DIRECTIONS FOR THIS TASK:
Copy out the material below word for word, omitting the picture.

EXTRACTED ENTRIES:
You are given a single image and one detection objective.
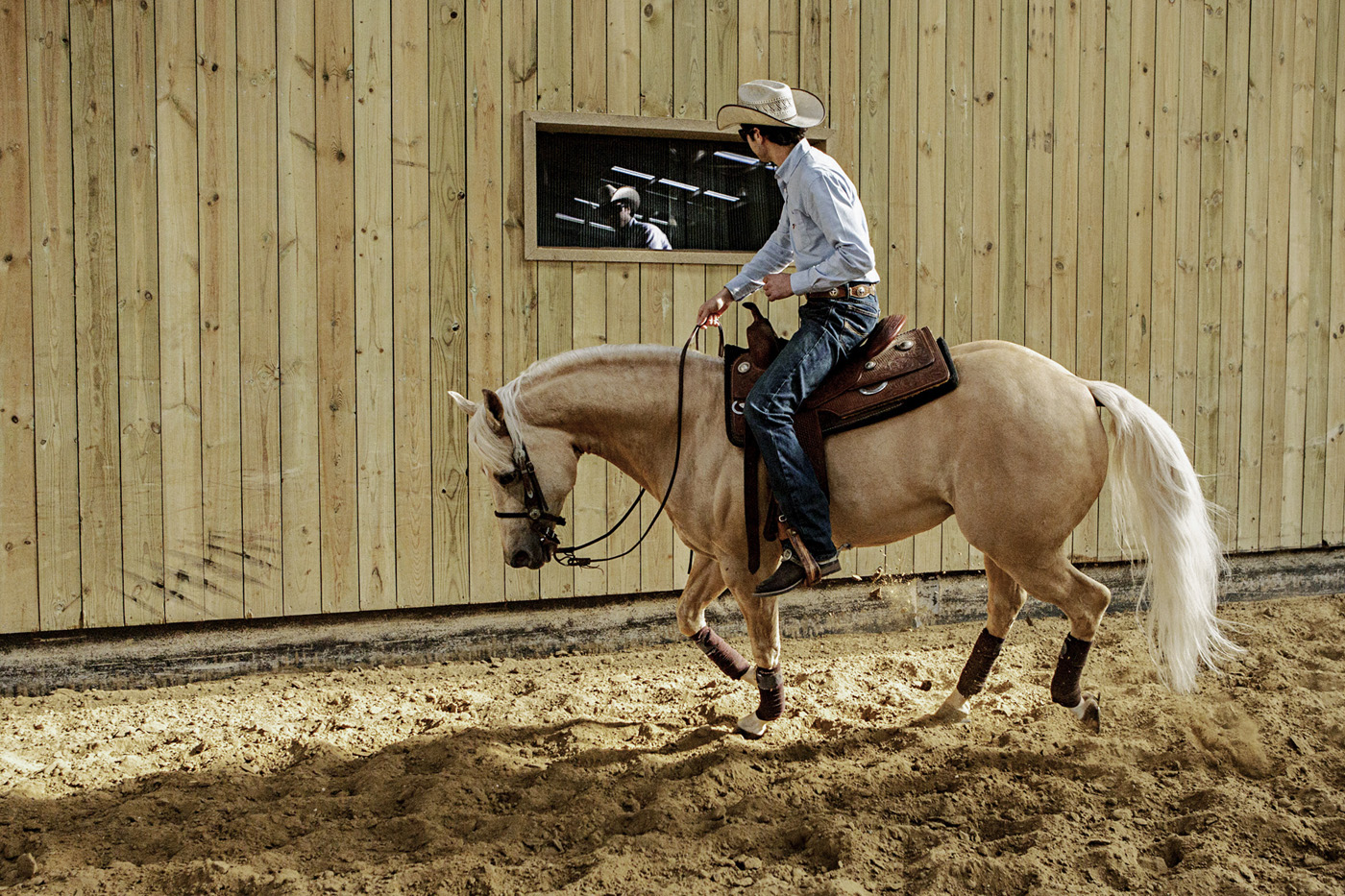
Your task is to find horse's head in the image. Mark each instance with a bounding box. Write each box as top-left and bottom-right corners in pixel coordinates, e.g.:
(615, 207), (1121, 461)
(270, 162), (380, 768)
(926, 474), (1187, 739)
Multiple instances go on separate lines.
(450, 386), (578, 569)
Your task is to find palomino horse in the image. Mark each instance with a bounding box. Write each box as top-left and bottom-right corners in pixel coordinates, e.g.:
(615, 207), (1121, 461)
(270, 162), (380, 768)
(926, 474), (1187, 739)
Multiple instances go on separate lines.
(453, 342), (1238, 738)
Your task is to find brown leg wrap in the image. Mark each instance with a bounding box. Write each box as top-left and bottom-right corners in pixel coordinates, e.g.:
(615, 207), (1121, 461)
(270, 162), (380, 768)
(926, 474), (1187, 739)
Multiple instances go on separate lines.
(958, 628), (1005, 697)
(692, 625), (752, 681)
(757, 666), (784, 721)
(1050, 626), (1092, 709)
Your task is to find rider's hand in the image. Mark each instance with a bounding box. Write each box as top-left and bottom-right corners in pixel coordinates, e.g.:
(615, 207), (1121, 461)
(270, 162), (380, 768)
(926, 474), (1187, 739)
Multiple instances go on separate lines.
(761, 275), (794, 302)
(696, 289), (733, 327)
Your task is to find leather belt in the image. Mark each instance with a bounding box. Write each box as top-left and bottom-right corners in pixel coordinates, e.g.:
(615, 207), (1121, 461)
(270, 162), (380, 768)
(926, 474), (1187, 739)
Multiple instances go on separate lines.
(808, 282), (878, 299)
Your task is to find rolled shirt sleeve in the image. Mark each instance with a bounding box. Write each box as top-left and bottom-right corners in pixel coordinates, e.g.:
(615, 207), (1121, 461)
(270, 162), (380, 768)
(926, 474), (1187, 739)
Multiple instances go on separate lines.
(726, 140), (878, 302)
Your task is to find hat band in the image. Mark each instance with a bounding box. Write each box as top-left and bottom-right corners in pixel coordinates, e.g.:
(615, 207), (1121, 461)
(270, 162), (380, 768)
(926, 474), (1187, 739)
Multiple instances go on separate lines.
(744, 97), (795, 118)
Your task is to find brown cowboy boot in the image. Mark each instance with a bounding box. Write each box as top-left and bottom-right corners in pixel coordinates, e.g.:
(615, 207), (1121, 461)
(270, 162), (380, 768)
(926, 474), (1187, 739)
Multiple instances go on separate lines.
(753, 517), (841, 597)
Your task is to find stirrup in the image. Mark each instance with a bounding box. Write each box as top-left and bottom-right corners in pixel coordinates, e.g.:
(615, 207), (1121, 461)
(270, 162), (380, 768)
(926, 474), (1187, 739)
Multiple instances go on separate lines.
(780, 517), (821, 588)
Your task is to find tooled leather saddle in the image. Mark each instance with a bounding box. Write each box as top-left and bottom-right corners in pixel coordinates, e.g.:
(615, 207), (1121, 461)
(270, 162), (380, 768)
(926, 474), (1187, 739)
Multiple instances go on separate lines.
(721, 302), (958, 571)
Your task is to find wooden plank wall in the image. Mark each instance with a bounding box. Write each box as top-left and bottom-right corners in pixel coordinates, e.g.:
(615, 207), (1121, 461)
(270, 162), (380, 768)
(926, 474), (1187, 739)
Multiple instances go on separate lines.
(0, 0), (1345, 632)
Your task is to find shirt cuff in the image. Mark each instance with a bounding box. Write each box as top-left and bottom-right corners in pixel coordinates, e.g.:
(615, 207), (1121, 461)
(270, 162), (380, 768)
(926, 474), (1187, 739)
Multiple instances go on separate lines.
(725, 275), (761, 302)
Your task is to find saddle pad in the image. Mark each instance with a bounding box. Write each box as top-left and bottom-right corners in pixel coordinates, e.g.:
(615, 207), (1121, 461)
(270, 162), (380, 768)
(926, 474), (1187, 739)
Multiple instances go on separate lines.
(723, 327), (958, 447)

THE ANSWER:
You are given a single image and one detection objective.
Your task is to find horse's head in the image. Mark each instance with a bounding box. Write each box as top-left and bottom-right corners in pixel coordinates, e.g.:
(615, 207), (1121, 461)
(270, 162), (380, 768)
(926, 474), (1187, 739)
Multiple instances go on separate lines.
(450, 386), (578, 569)
Your task is to find palomino horse in the image. Mark each instance with a bounding box. Write each box as top-left and bottom-right corners in pixel coordinates, e.g.:
(615, 207), (1121, 461)
(270, 162), (380, 768)
(926, 474), (1187, 739)
Multiple instances go on separate lines.
(453, 342), (1238, 738)
Your task is to find brown leg wrap in the image. Mark each instance with a bounding box. Write each box as top-left and bottom-right corners in pixel coordinates, e.g.:
(615, 207), (1121, 461)
(270, 162), (380, 768)
(926, 474), (1187, 739)
Multiple instances go on separate lines.
(958, 628), (1005, 697)
(692, 625), (752, 681)
(757, 666), (784, 721)
(1050, 626), (1092, 709)
Your task is to find rider's hand in the image. Mark each instance with a bounding box. Write each box as top-left and bottom-right corners in pixel coordinates, e.g.:
(615, 207), (1121, 461)
(270, 162), (380, 768)
(926, 474), (1187, 739)
Multiple instances go on separate lines.
(761, 275), (794, 302)
(696, 289), (733, 327)
Your task is to find leather belt in the image. Mark each instance with a bounding box. Write each box as top-left and bottom-right corners in pixel coordinates, e.g.:
(615, 207), (1121, 461)
(270, 162), (380, 768)
(926, 474), (1187, 739)
Multiple instances go on separate lines.
(808, 282), (878, 299)
Your task is to find rolled shirt sleeve in the image. Mark each instance with a bounding box. Write each box as top-left and bottom-right corners in pixel coordinates, e.g.:
(615, 207), (1121, 461)
(270, 162), (380, 768)
(926, 474), (1187, 739)
Multiple instances go on separate lines.
(726, 140), (878, 302)
Your task is to find hat band in the image. Mark each instance with a bounding box. Write each box as top-left and bottom-right corners in pixel coordinates, e.g.:
(615, 207), (1121, 461)
(270, 162), (380, 768)
(926, 474), (1187, 739)
Multiple instances go on separate lines.
(744, 97), (795, 118)
Your task is to find brown cowboy boot in the image. Mark each instance with a bounding box. Write each box as top-left and bottom-right corners in pixel coordinates, e.g.:
(615, 207), (1121, 461)
(270, 162), (380, 768)
(926, 474), (1187, 739)
Multiple instances go on separate lines.
(753, 517), (841, 597)
Your task is to find stirrup in the image. Mark each instance with a bounding box. Write each box as top-left and bottom-right corners in pixel coordinates, e.g.:
(615, 207), (1121, 461)
(270, 162), (380, 768)
(926, 474), (1187, 739)
Multiple instances go on separate lines.
(780, 517), (821, 588)
Your task is to find tooled leather saddle in the image. Mark each instance with a bounding box. Write each box as top-left and bottom-right corners in pixel coordinates, e.g.:
(615, 207), (1121, 461)
(270, 162), (380, 768)
(926, 474), (1187, 739)
Multiple instances go on separate lines.
(721, 302), (958, 571)
Your task is to find wooden plank wall in the image. Mark each instance with a bounding box. Write each box as top-left and bottom-right corners in pixel coordinates, e.g.:
(615, 207), (1121, 461)
(270, 162), (380, 768)
(926, 474), (1187, 739)
Multiple instances go on separate lines.
(0, 0), (1345, 632)
Your task is to find shirt cuff in the image. Mark each instance with a bounding box. Write each box as top-left and bottom-right corners in pixel coordinates, e.g.:
(615, 207), (1121, 461)
(270, 162), (380, 768)
(926, 474), (1187, 739)
Multiple instances go on separate lines.
(725, 275), (761, 302)
Your task is to find saddle pad in the image. Mark each instance with a bounding box. Write each box as top-left and bottom-right corners in pixel coordinates, e.g.:
(615, 207), (1121, 461)
(270, 162), (380, 768)
(926, 474), (1187, 739)
Multiple instances go on separate lines.
(723, 327), (958, 447)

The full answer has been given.